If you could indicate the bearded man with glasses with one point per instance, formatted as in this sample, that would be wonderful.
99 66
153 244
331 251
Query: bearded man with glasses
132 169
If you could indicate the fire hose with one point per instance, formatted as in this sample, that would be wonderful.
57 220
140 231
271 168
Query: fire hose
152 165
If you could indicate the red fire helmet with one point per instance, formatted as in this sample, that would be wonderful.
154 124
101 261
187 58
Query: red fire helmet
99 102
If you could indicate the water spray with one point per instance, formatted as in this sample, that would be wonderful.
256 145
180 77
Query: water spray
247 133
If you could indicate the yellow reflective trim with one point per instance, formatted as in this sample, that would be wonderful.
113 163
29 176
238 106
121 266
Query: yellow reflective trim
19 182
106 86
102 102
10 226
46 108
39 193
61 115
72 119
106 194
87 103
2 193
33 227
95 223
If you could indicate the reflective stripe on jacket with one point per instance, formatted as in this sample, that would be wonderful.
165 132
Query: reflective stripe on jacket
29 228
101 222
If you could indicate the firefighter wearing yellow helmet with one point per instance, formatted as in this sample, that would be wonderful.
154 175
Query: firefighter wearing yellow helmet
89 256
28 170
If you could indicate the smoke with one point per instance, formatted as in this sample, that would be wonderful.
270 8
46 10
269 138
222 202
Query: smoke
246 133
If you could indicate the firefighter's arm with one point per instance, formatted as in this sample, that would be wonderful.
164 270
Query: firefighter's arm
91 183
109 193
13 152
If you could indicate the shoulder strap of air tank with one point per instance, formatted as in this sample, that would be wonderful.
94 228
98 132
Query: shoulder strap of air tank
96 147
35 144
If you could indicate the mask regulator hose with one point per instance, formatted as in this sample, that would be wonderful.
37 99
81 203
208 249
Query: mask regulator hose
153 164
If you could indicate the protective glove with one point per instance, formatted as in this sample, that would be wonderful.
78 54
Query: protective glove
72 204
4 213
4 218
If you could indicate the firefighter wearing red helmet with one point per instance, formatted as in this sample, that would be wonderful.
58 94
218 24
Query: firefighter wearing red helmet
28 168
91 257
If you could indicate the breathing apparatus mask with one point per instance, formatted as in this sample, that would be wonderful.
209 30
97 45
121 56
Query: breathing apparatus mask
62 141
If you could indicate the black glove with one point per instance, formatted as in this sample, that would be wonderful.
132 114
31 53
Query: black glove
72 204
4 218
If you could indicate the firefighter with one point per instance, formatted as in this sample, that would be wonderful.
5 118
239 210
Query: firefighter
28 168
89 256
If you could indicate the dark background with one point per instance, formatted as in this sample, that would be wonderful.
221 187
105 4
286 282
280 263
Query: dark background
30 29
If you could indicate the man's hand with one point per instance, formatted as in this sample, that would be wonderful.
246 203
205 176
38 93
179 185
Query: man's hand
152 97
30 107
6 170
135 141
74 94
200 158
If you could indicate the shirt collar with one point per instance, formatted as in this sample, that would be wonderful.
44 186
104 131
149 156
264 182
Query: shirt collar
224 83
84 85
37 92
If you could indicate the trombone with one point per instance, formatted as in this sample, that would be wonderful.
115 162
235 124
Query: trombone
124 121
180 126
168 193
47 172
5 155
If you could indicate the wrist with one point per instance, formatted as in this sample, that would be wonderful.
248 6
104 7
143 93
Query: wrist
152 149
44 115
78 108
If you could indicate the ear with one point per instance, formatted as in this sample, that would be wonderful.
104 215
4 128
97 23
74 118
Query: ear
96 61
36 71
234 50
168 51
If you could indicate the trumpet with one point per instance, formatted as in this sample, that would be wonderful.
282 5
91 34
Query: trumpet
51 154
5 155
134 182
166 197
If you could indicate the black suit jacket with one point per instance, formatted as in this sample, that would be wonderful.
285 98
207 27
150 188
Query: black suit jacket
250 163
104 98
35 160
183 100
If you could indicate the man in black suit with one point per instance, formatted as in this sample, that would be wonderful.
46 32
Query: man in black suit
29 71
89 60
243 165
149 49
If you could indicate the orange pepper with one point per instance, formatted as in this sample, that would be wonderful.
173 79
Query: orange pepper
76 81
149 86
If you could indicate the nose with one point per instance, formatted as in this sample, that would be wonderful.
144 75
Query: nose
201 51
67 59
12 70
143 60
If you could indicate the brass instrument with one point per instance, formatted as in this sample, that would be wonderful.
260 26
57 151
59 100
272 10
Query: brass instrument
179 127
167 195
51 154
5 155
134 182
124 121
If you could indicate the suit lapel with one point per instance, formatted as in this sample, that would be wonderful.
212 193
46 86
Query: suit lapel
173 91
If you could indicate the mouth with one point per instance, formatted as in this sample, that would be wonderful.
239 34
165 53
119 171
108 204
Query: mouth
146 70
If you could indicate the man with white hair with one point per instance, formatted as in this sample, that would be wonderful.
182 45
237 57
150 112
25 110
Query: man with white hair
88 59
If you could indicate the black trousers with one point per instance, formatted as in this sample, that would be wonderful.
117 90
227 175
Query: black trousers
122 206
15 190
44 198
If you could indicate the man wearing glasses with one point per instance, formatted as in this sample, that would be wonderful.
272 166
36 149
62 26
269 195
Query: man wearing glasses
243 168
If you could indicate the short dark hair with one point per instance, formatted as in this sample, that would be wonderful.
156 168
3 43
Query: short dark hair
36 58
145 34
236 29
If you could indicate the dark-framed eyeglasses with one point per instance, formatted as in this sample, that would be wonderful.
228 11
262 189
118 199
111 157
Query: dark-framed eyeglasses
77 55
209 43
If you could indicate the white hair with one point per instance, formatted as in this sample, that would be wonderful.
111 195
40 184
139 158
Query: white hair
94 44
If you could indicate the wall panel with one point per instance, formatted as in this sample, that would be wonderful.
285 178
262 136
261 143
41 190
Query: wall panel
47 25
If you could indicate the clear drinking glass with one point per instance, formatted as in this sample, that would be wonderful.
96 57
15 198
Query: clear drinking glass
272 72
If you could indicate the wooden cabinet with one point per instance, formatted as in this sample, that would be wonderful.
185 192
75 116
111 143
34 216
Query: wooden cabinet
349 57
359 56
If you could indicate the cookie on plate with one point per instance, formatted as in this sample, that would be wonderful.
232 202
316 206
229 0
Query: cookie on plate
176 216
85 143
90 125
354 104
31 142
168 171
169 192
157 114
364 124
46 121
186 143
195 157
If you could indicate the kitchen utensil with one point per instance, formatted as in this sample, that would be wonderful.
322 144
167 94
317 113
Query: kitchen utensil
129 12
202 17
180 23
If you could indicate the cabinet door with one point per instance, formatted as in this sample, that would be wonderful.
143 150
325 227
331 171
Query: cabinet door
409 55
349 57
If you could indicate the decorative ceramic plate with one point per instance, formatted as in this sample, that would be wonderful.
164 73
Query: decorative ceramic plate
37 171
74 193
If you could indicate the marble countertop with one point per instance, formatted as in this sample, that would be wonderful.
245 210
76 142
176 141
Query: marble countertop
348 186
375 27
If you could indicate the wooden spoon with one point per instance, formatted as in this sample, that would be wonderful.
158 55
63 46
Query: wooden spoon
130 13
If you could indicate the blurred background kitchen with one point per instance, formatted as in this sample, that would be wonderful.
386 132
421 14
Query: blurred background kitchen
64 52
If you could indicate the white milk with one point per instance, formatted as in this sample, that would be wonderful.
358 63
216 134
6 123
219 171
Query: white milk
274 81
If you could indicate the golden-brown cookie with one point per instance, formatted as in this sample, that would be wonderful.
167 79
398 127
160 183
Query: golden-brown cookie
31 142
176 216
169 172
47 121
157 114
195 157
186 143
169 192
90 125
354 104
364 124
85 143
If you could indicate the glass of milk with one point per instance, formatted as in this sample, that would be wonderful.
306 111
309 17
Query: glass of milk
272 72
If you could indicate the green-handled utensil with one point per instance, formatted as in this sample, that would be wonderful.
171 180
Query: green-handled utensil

Task requirements | In full and without alteration, return the listing above.

Task answer |
If you could indicate the bearded man with glasses with one point per instance, formatted as in this sample, that would be wonderful.
99 66
153 244
331 251
Query: bearded man with glasses
132 169
If you could indicate the fire hose with one point per instance, formatted as in this sample, that would be wonderful.
57 220
140 231
271 168
Query: fire hose
152 165
If you could indicate the red fire helmet with one point per instance, formatted as in this sample, that would be wonderful.
154 124
101 261
187 58
Query: red fire helmet
99 102
If you could indicate the water spray with one point per instance, formatted as in this sample, that would be wonderful.
256 145
180 77
Query: water spray
247 133
If you could indicate the yellow reflective trim with one point per instance, formatted as in this sample, that would be wonderful.
113 163
29 176
238 106
121 266
Query: yellow reflective trim
19 182
106 86
102 102
10 226
46 108
39 193
61 115
72 119
106 194
87 103
2 193
33 227
95 223
If you could indicate the reflective stripe on jacket with one point per instance, formatted as in this sample, that would be wonderful.
165 132
Query: reflective stripe on jacket
29 228
101 222
If you could indicate the firefighter wearing yellow helmet with one point per instance, formatted as in this sample, that would be wonderful.
154 175
Query: firefighter wearing yellow helmet
89 256
28 170
If you could indicate the smoke with one point per instance, formatted as in this sample, that would be wonderful.
270 8
46 10
269 138
222 202
Query: smoke
246 133
If you could indicate the firefighter's arm with one point per instance, formatted as in this sample, that would be wonderful.
164 270
Query: firefighter's arm
91 183
109 193
13 152
If you could indicate the shoulder strap of air tank with one point per instance, formatted as in this sample, that would be wonderful.
94 228
98 132
Query: shoulder strap of air tank
96 147
35 144
If you could indicate the mask regulator hose with one point per instance, formatted as in this sample, that would be wonderful.
37 99
81 203
208 249
Query: mask regulator hose
153 164
If you could indicate the protective glove with one point per instance, formatted as in this sample, that would be wonderful.
78 54
Query: protective glove
72 204
4 213
4 218
If you could indicate the firefighter wearing red helmet with one point per instance, formatted as in this sample, that would be wonderful.
58 94
218 24
Query: firefighter wearing red helmet
28 168
91 257
If you could indicate the breathing apparatus mask with one point per instance, formatted as in this sample, that would be wonderful.
209 30
97 45
121 56
Query: breathing apparatus mask
62 141
If you could indicate the black glove with one point per instance, formatted as in this sample, that would be wonderful.
132 114
31 53
Query: black glove
72 204
4 218
If you could indicate the firefighter with one point per instance, formatted as in this sample, that would be wonderful.
5 118
239 210
Query: firefighter
28 168
89 256
If you could indicate the dark background with one point per instance, formatted as in this sample, that would be wonderful.
221 187
105 4
286 282
280 263
Query: dark background
30 29
If you could indicate the man's hand with one point per instance, formatted as in this sample, that would be wonderful.
246 203
205 176
38 93
179 185
Query: man's hand
152 97
30 107
6 170
135 141
74 94
200 158
If you could indicate the shirt collar with one point per instance, formatted as in this sample, that would be wonderful.
44 186
104 131
149 156
264 182
Query: shirt collar
224 83
84 85
37 92
If you could indicate the trombone with one point per instance, formatted as in this sample, that would be wonderful.
115 162
235 124
Query: trombone
124 121
180 126
168 193
47 172
5 155
If you could indicate the wrist with one point per instance, formatted as in this sample, that would be wonderful.
248 6
104 7
143 93
Query: wrist
152 149
44 115
78 108
If you could indicate the ear with one point per instance, formatted as in this sample, that would be wonderful.
104 215
4 128
97 23
74 118
Query: ear
96 61
36 71
234 50
168 51
If you could indicate the trumpet with one point per instance, formatted as in this sample, that would be wonderful.
282 5
91 34
Query: trumpet
51 154
5 155
134 182
166 197
If you could indicate the black suit jacket with one point per instance, formatted as in this sample, that would be wonderful.
285 98
207 27
150 188
Query: black suit jacket
250 163
104 98
35 160
183 100
If you could indicate the man in black suit with one point per instance, formatted as in this sample, that would be wonderful.
46 32
Query: man in black suit
29 71
89 60
243 165
149 49
If you could indicate the orange pepper with one point per instance, formatted as in this sample, that would be wonderful.
173 79
Query: orange pepper
76 81
149 86
If you could indicate the nose with one point per instance, formatted as in this sample, that would be wonderful.
144 75
Query: nose
201 51
67 59
12 70
143 60
If you could indicate the brass instrument with one point per instance, formatted as in this sample, that would be wonderful.
260 26
57 151
59 100
272 10
Query: brass instrument
179 127
167 195
51 154
5 155
134 182
124 121
If you could indicate the suit lapel with one point per instance, formatted as in this sample, that would be wonderful.
212 193
46 86
Query: suit lapel
173 91
If you could indicate the mouth with one point per instance, formatted as in this sample, that would be wonderful.
239 34
165 53
119 171
108 204
Query: mouth
146 70
If you could indicate the man with white hair with one point per instance, formatted as in this sample, that would be wonderful.
182 45
237 57
150 112
25 110
Query: man with white hair
88 59
If you could indicate the black trousers with one point per instance, formatted as in this sample, that would be wonderful.
117 90
227 175
Query: black trousers
122 206
15 190
44 198
If you could indicate the man wearing glasses with one point per instance, formatted as in this sample, that would be wonderful.
272 166
36 149
62 26
269 195
Query: man wearing glasses
243 168
If you could indicate the short dark hair with one point per instance, formatted as in this sample, that would be wonderful.
156 168
3 43
Query: short dark hair
36 58
145 34
236 29
If you could indicate the dark-framed eyeglasses with one point per instance, formatted as in this sample, that would be wonderful.
228 11
262 189
118 199
111 157
Query: dark-framed eyeglasses
77 55
209 43
If you could indicate the white hair with one point per instance, formatted as in this sample, that would be wonderful.
111 195
40 184
139 158
Query: white hair
94 44
If you could indicate the wall panel with one point per instance, formatted as in this sample, that would be wonderful.
285 178
262 136
261 143
41 190
Query: wall panel
47 25
If you could indicate the clear drinking glass with one point per instance, formatted as in this sample, that would be wonderful.
96 57
15 198
Query: clear drinking glass
272 72
If you could indicate the wooden cabinet with one point per instance, formatted as in this sample, that would be wonderful.
185 192
75 116
111 143
34 216
Query: wooden cabinet
349 57
359 56
If you could indicate the cookie on plate with one point per instance, formatted as in this sample, that would be wonderful.
232 202
316 206
229 0
Query: cookie on plate
176 216
85 143
90 125
354 104
31 142
168 171
169 192
157 114
364 124
46 121
186 143
195 157
If you could indicate the kitchen utensil with one point per instance, formatted as in this sample, that would be wonderful.
322 144
167 94
317 113
Query: kitchen utensil
129 12
202 17
180 23
If you could indicate the cabinet door with one point per instance, formatted as in this sample, that would be wonderful.
143 150
325 227
331 171
Query: cabinet door
409 55
349 57
If you could indicate the decorative ceramic plate with one point per instance, formatted as in this sample, that would be wonderful.
164 73
Query: decorative ceramic plate
37 171
74 193
If you could indicate the marble countertop with one point per instance, formatted as in this sample, that would be wonderful.
245 210
76 142
176 141
Query: marble countertop
348 186
375 27
If you could indicate the wooden spoon with one point per instance, formatted as in this sample, that would be wonderful.
158 55
63 46
Query: wooden spoon
130 13
If you could indicate the blurred background kitchen with one point per instance, formatted as in this sample, that would be wonderful.
386 132
421 14
Query: blurred background kitchen
64 52
If you could indicate the white milk with one point per instance, formatted as in this sample, that would be wonderful.
358 63
216 134
6 123
219 171
Query: white milk
274 81
If you could indicate the golden-brown cookie with one point per instance, formatted as in this sample, that would be wonderful.
167 79
398 127
160 183
Query: golden-brown cookie
31 142
176 216
169 172
47 121
157 114
195 157
186 143
169 192
90 125
354 104
364 124
85 143
If you could indicate the glass of milk with one point per instance, formatted as in this sample, that would be wonderful.
306 111
309 17
Query: glass of milk
272 72
If you could indicate the green-handled utensil with one point per instance, formatted as in this sample, that would be wonderful.
171 180
Query: green-handled utensil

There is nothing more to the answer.